_COMPLETE THE FOLLOWING:_
• A. According to the workers' compensation article, how many weeks did the employee work as a horse trainer?
• B. Write down the part of the workers' compensation article that opens with the words containing "The New Mexico" and closes with "Pizza Hut, 2013-NMCA-001.".

_DOCUMENT SECTION:_
Workers Compensation--What are "Average Wages" When Wages Overlap?

The New Mexico Court of Appeals recently addressed how to calculate an employee's average weekly wages for purposes of workers' compensation, when the employee was injured on one job but worked two unrelated, overlapping jobs of unequal duration.  See Vinyard v. Palo Alto, Inc. d/b/a Pizza Hut, 2013-NMCA-001.


The employee was injured on the job delivering pizza for Pizza Hut, but also worked a side job as a horse trainer for his family's business.  For purposes of workers comp benefits, "[t]here is no dispute that Worker is entitled to receive compensation benefits reflecting his wages from both jobs," but the parties "vigorously disputed how to compute the aggregate weekly wage to be used to determine the value of those benefits."

The employee--and the Workers Comp Mediator--had suggested an "asymmetric" calculation option, which would take the weekly average of both the 9 weeks as pizza delivery and the 14 weeks as horse trainer, and then aggregate the two averages.  However, the WCJ rejected this method because it counted time with another employer.  Concluding there was "no controlling authority" for dealing with this situation, the WCJ instead calculated average weekly wages based only on the nine week period that weekly wages of the two jobs overlapped. 

The Court reversed the Workers Comp Judge (WCJ).  It noted that "[t]he purpose of the Workers' Compensation Act is to compensate an injured employee for the reduction of his earning capacity," and "[f]airness mandates compensating the worker according to what he would have earned in total had he not been injured."  Thus, a fair calculation of wages  should "eliminate influences that might inflate or deflate the wage from an fair average," such as "periods of unusually high or low wages," that "unfairly benefit or prejudice the worker."

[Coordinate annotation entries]
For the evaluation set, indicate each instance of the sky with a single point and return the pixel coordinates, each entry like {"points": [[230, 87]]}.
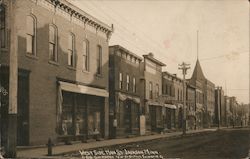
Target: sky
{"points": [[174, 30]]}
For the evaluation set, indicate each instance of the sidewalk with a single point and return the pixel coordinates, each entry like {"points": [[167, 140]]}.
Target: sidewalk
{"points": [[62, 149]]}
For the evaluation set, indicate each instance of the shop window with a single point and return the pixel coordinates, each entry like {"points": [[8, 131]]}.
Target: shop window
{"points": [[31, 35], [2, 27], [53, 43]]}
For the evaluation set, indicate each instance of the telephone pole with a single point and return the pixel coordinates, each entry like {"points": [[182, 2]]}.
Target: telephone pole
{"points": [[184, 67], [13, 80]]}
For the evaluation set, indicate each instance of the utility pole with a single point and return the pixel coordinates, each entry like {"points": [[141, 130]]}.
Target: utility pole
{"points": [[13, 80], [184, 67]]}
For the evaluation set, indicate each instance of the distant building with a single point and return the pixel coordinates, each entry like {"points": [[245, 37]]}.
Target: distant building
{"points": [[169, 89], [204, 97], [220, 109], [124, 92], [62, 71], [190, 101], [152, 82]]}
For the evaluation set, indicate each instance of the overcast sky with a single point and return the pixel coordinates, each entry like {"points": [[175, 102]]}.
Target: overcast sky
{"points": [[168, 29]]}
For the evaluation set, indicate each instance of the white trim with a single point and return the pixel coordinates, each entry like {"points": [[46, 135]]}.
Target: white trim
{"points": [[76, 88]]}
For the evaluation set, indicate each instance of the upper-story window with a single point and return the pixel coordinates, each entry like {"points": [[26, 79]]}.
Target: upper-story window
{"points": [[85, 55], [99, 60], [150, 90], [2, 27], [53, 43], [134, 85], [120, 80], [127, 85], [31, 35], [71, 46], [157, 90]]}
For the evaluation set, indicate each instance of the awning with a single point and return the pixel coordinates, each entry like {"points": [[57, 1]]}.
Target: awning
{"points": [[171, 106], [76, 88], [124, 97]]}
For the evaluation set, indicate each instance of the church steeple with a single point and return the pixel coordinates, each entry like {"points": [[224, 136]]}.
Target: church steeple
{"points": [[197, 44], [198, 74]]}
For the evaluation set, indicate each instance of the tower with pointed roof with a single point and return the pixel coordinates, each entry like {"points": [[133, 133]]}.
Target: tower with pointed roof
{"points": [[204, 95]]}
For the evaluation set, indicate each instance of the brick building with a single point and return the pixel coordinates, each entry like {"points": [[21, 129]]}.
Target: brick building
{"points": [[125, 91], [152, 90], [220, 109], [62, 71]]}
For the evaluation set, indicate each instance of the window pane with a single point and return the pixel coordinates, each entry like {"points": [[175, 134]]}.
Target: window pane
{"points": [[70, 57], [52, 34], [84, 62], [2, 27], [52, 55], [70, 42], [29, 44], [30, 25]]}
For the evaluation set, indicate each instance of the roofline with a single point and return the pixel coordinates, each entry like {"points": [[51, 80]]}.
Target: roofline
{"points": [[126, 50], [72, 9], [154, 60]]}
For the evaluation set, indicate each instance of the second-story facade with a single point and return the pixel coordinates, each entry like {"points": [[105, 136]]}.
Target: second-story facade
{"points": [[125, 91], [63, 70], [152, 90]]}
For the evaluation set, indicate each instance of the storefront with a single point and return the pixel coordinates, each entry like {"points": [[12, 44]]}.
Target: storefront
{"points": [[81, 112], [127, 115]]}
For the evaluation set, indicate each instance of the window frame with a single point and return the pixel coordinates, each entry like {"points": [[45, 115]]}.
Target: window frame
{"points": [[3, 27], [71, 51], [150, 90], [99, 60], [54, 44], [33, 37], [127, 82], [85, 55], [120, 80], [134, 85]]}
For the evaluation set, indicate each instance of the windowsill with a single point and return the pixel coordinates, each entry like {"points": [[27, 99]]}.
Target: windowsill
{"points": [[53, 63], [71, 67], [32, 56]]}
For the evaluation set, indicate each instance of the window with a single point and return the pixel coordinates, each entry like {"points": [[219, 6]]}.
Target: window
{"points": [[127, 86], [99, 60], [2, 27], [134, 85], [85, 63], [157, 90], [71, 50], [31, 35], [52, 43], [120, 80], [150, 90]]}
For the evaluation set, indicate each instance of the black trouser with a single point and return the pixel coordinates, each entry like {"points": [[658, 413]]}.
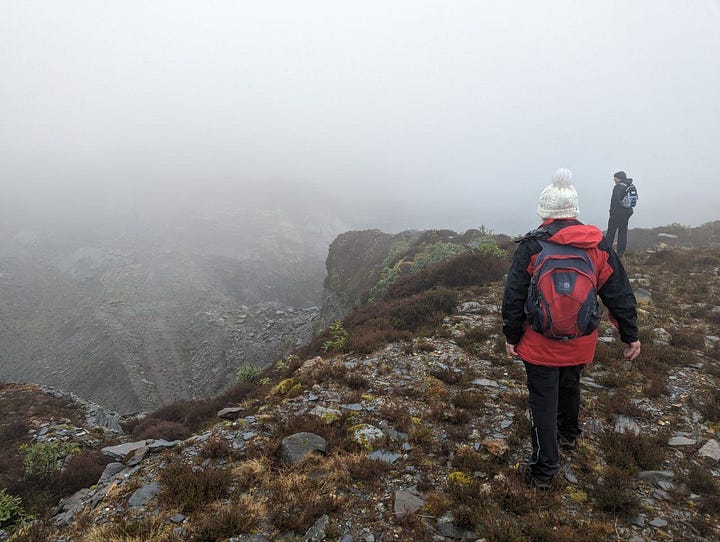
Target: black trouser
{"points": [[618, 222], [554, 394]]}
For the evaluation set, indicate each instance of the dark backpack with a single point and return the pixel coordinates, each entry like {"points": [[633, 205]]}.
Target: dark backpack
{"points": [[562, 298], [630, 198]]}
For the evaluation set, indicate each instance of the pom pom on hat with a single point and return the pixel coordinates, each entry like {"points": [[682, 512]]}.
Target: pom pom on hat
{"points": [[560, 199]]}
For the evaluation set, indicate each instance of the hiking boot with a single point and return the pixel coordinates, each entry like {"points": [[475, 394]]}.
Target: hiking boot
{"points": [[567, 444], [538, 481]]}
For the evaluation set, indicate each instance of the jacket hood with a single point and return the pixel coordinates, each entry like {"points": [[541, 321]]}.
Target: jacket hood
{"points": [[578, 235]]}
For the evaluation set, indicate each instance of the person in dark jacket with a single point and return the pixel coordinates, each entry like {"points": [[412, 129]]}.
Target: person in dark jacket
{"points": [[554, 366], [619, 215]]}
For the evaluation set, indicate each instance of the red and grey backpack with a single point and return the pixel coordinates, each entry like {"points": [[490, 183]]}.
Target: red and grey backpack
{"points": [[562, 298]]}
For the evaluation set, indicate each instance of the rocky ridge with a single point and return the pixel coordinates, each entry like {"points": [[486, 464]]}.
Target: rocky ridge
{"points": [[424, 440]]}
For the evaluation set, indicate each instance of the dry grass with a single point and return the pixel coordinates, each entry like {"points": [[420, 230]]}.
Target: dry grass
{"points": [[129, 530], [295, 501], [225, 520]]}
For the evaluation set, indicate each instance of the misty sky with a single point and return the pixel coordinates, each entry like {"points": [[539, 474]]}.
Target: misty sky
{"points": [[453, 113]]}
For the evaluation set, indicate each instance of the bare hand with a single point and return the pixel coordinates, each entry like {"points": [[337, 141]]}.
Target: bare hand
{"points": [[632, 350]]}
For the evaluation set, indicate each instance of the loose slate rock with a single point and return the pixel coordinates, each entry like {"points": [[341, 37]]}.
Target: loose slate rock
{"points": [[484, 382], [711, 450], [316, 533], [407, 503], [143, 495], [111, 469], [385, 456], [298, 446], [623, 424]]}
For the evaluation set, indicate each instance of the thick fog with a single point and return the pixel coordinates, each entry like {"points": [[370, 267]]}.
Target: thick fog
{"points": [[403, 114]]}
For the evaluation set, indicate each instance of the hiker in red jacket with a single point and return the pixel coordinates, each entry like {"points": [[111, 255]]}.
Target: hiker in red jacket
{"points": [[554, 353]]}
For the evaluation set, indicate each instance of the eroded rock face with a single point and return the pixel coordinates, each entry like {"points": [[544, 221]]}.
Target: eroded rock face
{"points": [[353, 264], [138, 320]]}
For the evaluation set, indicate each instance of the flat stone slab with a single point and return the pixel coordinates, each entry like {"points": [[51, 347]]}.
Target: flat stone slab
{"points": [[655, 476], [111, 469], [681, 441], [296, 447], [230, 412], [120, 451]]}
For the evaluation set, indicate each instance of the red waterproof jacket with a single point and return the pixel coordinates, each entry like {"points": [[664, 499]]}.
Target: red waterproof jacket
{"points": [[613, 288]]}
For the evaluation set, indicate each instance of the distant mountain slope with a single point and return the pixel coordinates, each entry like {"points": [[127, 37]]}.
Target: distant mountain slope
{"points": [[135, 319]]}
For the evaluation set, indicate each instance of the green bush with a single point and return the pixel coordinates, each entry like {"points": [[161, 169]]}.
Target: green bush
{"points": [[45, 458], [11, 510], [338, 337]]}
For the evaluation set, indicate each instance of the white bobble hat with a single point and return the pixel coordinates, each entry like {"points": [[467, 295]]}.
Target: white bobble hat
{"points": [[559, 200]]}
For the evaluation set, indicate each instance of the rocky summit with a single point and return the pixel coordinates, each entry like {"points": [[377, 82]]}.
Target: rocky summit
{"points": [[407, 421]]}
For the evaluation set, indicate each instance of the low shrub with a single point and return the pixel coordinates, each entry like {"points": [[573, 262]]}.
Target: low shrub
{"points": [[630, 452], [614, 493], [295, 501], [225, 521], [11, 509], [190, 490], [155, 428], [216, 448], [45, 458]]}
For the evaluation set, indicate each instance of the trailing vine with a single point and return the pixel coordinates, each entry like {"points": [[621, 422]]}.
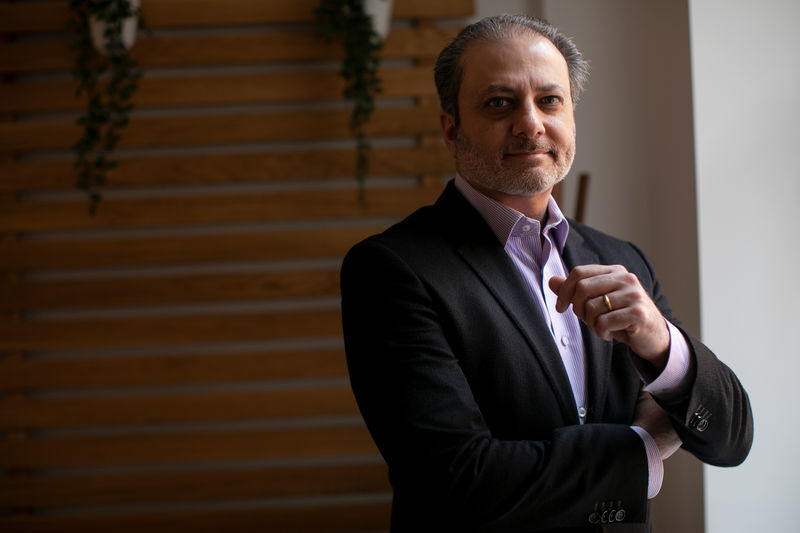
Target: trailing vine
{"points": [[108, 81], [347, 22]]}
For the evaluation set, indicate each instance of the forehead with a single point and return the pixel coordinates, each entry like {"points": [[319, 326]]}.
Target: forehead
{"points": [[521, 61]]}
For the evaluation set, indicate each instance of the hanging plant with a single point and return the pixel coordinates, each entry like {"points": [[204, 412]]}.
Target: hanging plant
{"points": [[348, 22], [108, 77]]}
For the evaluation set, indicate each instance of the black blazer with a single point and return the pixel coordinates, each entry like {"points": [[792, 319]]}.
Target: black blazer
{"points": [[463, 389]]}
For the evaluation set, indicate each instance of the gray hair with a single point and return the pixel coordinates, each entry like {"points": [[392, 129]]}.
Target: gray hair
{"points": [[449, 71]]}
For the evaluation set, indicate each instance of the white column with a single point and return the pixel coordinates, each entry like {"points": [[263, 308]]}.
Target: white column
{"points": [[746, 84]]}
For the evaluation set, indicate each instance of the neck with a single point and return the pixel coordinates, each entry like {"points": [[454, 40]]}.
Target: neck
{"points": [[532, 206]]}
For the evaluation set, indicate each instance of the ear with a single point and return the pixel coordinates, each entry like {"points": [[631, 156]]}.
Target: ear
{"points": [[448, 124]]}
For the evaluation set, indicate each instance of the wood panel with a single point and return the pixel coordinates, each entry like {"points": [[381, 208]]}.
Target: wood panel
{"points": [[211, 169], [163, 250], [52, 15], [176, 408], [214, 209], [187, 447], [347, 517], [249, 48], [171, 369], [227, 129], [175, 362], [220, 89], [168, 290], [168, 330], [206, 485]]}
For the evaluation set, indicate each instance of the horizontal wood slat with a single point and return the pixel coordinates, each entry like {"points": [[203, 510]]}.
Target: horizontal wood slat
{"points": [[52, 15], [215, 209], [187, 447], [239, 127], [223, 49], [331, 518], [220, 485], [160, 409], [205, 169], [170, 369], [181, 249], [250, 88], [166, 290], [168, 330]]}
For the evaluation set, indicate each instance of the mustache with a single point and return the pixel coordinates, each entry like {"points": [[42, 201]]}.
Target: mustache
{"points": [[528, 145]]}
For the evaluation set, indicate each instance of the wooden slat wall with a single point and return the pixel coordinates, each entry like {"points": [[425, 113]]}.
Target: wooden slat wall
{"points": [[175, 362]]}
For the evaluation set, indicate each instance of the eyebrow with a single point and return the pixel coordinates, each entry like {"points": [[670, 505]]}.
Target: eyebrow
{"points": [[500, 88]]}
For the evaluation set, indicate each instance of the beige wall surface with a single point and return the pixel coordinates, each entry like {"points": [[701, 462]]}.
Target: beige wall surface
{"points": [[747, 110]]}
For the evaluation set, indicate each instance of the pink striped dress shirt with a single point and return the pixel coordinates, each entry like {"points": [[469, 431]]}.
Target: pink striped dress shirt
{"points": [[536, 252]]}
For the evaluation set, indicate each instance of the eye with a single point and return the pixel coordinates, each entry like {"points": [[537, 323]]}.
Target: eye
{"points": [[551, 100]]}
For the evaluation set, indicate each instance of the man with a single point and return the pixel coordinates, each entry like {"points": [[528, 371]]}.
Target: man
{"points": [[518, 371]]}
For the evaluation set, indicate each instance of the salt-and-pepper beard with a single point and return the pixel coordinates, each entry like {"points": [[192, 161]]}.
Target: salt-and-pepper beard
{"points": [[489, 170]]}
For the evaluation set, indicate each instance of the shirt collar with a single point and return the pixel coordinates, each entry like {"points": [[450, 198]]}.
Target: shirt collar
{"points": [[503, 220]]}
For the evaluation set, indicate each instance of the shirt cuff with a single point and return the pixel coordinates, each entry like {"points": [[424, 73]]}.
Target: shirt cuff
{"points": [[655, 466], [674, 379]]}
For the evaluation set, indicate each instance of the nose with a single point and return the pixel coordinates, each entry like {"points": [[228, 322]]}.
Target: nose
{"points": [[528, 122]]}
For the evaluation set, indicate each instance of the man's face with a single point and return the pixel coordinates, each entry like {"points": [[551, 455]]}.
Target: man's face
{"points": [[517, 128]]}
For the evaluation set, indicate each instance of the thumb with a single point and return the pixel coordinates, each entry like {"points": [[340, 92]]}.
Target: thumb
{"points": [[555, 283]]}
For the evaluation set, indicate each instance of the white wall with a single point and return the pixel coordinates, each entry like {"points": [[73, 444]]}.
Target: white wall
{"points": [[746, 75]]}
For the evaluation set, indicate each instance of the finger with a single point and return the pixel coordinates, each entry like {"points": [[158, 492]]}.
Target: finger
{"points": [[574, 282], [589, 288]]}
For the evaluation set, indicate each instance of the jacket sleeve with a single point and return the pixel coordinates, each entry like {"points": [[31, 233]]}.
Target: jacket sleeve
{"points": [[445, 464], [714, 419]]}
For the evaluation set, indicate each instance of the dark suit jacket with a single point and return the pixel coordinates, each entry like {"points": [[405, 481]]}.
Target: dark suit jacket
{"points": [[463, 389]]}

_RESPONSES TO THE EXERCISE:_
• A. 14 weeks

• B.
The New Mexico Court of Appeals recently addressed how to calculate an employee's average weekly wages for purposes of workers' compensation, when the employee was injured on one job but worked two unrelated, overlapping jobs of unequal duration.  See Vinyard v. Palo Alto, Inc. d/b/a Pizza Hut, 2013-NMCA-001.